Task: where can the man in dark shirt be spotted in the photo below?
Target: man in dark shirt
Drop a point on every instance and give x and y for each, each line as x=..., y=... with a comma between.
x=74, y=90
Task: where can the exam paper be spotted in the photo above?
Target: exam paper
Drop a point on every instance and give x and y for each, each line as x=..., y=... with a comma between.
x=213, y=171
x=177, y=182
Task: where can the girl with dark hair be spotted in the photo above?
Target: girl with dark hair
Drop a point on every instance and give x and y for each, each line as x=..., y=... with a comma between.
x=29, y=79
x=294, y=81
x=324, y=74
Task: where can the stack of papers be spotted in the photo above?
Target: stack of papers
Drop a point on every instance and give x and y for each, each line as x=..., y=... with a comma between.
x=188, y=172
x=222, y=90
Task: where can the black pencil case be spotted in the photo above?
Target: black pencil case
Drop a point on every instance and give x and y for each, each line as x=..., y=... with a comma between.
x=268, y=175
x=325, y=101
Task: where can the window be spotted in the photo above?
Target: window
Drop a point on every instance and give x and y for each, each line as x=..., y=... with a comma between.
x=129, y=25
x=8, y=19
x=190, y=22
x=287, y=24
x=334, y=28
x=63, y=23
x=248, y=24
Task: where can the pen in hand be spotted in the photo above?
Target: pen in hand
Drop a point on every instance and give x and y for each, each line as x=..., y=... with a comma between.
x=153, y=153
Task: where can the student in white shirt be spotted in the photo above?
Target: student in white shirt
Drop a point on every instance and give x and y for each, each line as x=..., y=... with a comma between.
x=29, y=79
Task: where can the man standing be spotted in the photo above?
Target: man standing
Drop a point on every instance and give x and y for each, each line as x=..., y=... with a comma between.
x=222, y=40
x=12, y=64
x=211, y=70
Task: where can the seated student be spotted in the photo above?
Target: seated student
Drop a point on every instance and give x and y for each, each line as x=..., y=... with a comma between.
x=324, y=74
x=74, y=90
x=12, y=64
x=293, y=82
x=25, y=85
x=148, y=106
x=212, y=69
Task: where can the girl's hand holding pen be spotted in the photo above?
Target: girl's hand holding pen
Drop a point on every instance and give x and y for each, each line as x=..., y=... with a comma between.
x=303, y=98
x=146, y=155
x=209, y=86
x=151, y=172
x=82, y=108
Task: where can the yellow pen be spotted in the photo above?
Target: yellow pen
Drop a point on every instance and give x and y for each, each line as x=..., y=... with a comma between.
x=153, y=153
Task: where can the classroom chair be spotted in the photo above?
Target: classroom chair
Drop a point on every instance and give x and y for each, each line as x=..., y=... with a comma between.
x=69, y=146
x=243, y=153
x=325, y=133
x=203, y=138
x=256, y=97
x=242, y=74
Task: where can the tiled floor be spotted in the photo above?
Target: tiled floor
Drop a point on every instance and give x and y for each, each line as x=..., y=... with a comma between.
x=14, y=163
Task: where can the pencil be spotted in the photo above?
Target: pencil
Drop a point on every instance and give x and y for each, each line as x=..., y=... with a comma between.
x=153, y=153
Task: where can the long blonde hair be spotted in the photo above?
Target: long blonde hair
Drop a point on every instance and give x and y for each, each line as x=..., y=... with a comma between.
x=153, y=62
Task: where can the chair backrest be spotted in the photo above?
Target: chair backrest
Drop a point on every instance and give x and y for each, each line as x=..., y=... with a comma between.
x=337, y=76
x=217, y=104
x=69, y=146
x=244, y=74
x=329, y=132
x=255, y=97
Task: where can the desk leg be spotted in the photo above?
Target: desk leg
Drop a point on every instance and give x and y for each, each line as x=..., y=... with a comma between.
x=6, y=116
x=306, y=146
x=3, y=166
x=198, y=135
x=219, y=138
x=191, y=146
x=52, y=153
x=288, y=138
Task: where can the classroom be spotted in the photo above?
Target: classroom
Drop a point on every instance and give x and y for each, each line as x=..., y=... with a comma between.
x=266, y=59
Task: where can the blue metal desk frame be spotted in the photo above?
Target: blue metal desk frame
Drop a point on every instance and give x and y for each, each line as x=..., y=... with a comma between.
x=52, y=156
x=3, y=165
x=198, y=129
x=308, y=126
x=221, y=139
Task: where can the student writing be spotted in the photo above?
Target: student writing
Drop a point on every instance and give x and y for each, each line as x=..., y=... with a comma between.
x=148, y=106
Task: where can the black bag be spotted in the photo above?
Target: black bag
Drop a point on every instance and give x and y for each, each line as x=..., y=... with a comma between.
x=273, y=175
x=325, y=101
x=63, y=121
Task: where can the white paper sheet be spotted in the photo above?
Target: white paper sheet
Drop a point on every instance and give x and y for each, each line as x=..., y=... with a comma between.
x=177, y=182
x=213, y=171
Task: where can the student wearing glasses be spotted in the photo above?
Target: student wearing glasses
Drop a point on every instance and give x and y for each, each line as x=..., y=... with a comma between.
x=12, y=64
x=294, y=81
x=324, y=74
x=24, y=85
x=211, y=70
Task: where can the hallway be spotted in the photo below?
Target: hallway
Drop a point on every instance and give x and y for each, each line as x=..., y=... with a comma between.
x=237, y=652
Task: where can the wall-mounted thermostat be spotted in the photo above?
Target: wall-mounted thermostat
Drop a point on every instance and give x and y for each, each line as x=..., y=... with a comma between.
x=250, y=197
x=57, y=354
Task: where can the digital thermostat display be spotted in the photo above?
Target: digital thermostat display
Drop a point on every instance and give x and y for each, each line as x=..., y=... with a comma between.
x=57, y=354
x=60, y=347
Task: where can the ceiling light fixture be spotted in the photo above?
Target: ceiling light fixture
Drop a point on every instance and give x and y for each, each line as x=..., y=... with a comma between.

**Exercise instructions:**
Rewrite the material from the line containing "Task: where can the window" down through the line containing "x=14, y=163", both included, and output only those lines, requests and all. Multiply every coordinate in the answers by 1.3 and round to whole numbers, with halves rounded up; numbers in the requests and their format samples stay as they are.

**Full solution:**
Task: where can the window be spotted in the photo above?
Target: window
Drop a point on every instance and give x and y for each, each line as x=..., y=... with a comma between.
x=168, y=33
x=10, y=25
x=247, y=29
x=373, y=31
x=434, y=36
x=82, y=30
x=322, y=31
Task: where can the pen in hand be spotted in the photo above?
Target: pen in hand
Drop a point on every instance and give x and y for each, each line as x=..., y=... with a comma between.
x=199, y=199
Task: where can the student in white shirt be spotted in the photo above?
Target: student in white shirt
Drop a point on every instance and give x and y for each, each line as x=..., y=... with a comma between.
x=38, y=103
Task: where can the man standing be spotted in the photo above?
Target: man standing
Drop a point on every instance and give x and y for each, each line as x=..., y=... with a comma between.
x=289, y=52
x=16, y=83
x=274, y=91
Task: where can the seated student be spotted in the photo above?
Target: seated student
Drop a point on every instance and give x and y for each, each line as x=..., y=... with a comma between.
x=421, y=96
x=96, y=117
x=16, y=83
x=381, y=107
x=33, y=111
x=192, y=138
x=276, y=90
Task: where can the girl's hand holding pen be spotted in the photo above?
Target: girl's hand holding pen
Drop a point on every instance and give x and y for each, each line as x=..., y=... with a comma between.
x=394, y=127
x=190, y=202
x=272, y=112
x=196, y=224
x=107, y=140
Task: where can the yellow pen be spotted in the photo above?
Target: yellow pen
Drop a point on every instance and give x and y for each, each line as x=..., y=... with a comma between.
x=199, y=199
Task: where can the classroom chair be spotted in the photo above?
Target: classroom chair
Drop a point on every instance and give x and y for each, each line as x=..., y=... with a comma between.
x=90, y=190
x=316, y=199
x=423, y=173
x=264, y=179
x=333, y=126
x=315, y=96
Task: where can the tiled floor be spotted in the photo above?
Target: tiled floor
Drop a point on every instance and give x and y for each, each line as x=..., y=... with a comma between.
x=18, y=212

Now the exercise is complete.